[Records from a point labeling set]

########

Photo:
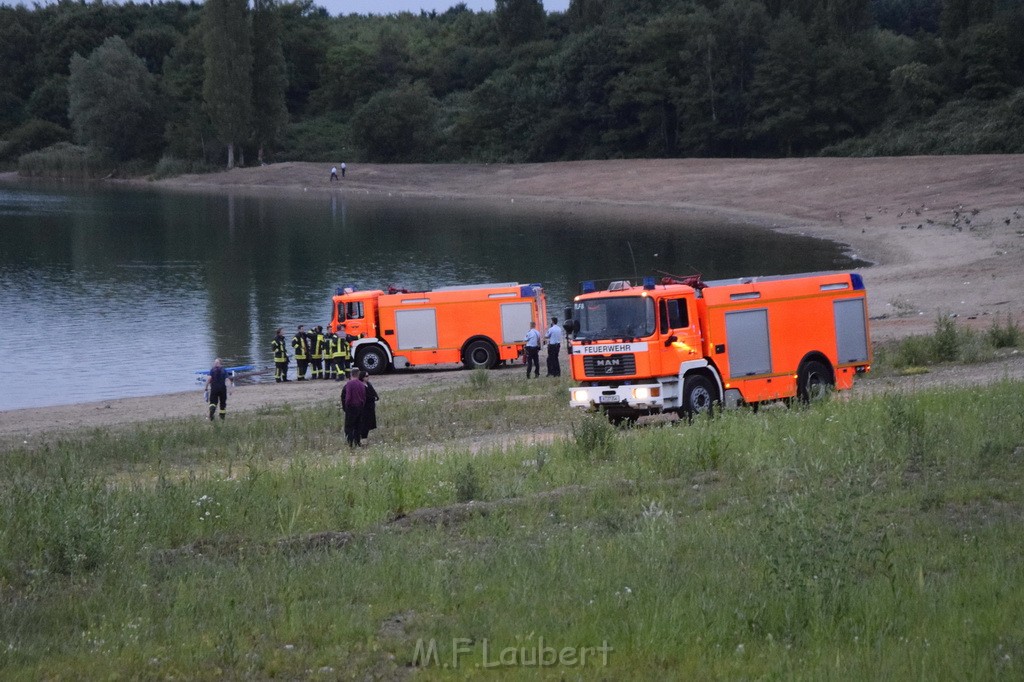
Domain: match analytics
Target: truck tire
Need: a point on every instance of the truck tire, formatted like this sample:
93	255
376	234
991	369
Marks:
372	359
699	396
814	381
480	354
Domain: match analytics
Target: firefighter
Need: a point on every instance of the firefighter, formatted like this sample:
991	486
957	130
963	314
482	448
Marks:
316	351
338	356
300	345
346	356
330	368
280	355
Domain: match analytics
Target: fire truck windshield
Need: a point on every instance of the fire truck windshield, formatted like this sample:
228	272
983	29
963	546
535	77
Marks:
617	317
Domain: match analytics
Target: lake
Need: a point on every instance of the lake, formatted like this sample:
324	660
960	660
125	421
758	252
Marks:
109	292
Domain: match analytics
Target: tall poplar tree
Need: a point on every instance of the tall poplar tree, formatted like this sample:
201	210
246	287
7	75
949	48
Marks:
269	75
227	70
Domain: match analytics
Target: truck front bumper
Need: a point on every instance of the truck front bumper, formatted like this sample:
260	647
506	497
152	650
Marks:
646	397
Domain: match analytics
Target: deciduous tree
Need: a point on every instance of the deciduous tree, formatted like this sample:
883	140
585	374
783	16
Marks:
113	101
227	68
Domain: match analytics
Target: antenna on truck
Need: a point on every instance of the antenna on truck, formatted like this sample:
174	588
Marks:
694	281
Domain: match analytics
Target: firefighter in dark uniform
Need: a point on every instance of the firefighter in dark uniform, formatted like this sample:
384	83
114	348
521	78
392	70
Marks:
280	356
330	369
346	355
316	338
300	346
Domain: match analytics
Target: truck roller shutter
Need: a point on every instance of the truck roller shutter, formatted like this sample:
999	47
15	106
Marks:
747	336
851	331
515	322
417	329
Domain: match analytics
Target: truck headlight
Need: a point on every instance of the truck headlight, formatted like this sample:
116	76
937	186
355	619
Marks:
644	393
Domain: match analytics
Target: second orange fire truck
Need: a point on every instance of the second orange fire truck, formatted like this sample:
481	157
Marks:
683	345
479	326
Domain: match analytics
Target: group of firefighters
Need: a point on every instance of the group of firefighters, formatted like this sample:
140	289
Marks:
327	353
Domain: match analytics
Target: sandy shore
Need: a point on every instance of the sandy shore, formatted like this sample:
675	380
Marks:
946	233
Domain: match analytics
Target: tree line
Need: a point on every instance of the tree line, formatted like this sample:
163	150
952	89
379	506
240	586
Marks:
235	82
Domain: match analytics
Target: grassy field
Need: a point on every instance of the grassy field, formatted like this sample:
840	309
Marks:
872	538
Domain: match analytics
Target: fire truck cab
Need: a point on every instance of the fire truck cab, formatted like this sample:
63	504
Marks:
683	345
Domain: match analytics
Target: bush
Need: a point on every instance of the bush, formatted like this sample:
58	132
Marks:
170	167
1005	336
65	160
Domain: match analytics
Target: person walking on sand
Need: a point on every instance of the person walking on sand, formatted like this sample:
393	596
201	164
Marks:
216	388
532	350
369	419
554	337
353	398
300	345
280	355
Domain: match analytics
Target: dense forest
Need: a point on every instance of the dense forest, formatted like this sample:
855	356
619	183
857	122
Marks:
178	86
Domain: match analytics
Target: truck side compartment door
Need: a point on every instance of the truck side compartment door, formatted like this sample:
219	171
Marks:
515	321
749	346
417	329
851	331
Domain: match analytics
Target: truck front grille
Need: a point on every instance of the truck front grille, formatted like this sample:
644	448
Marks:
609	366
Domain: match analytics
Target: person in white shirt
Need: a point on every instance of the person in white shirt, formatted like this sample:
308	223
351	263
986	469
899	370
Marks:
554	337
532	350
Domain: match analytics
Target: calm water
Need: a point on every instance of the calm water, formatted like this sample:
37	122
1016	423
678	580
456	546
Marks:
115	293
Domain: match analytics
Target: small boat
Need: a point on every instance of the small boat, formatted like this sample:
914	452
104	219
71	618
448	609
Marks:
231	371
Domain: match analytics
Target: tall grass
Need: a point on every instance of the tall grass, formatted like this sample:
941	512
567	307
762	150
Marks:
852	539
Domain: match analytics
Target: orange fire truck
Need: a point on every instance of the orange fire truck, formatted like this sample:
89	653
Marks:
683	345
479	326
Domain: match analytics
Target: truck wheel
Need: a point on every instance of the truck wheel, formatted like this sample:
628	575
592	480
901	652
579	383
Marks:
371	359
480	354
699	395
813	382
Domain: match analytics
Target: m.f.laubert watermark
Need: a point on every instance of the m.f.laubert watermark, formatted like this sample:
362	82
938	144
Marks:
484	653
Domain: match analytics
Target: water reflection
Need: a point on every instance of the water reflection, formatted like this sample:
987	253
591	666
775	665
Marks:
111	293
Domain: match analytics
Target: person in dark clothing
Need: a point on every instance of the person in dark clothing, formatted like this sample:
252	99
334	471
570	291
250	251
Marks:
532	350
300	344
353	398
554	337
216	387
280	356
369	420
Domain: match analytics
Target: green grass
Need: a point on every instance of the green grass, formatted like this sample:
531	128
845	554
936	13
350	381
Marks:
876	538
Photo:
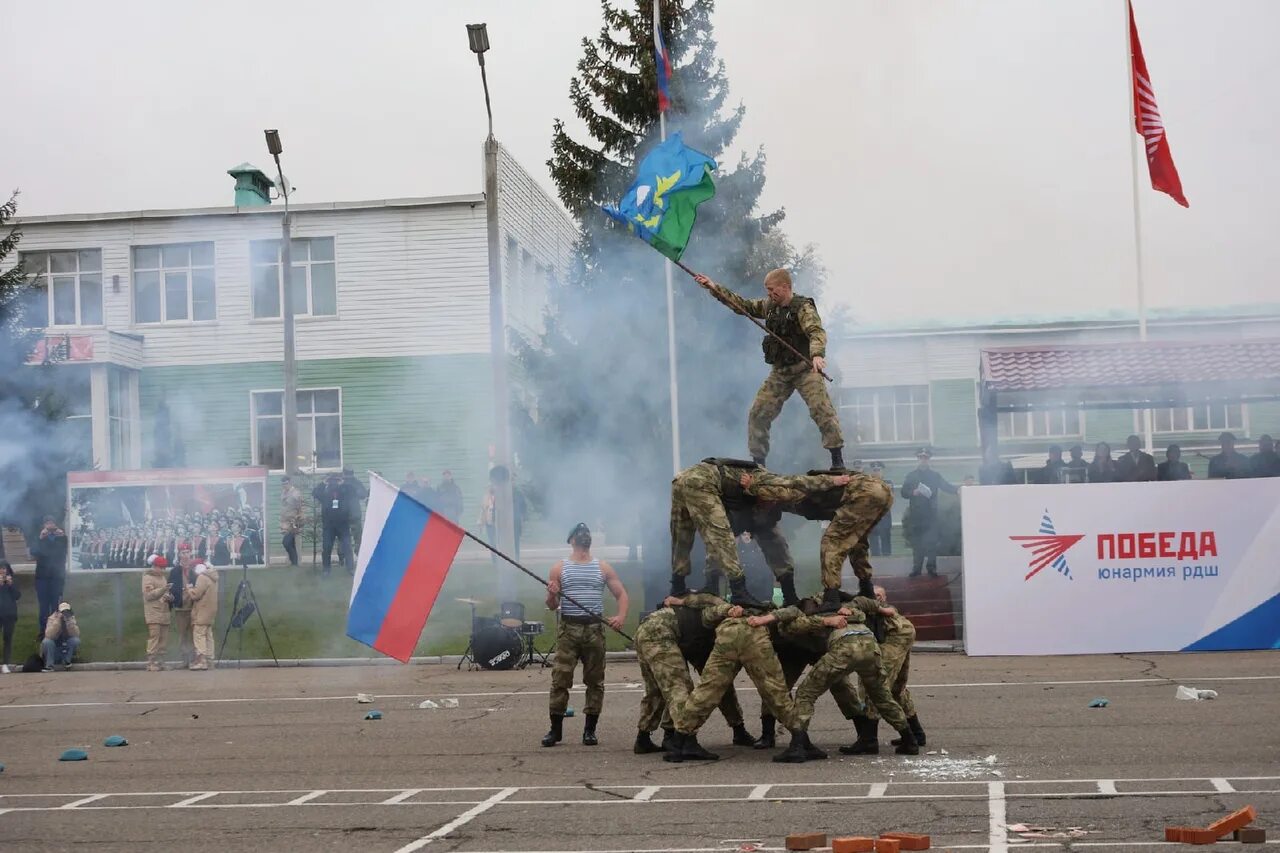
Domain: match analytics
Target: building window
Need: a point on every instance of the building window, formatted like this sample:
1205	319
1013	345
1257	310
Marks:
883	415
67	288
319	428
1208	418
1051	423
314	283
173	283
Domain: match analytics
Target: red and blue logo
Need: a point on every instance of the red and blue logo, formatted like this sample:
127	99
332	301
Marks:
1048	548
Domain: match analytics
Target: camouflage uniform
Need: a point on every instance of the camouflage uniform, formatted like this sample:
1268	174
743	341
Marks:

########

_Exercise directions_: Which lines of the records contain the word "orange"? Copy each of them.

_Solution to this problem_:
Target: second orange fire truck
Need: a point on every instance of the second orange fire truck, formatted like this sample:
Target: orange fire truck
Need: a point on every instance of the orange fire truck, formatted like this sample:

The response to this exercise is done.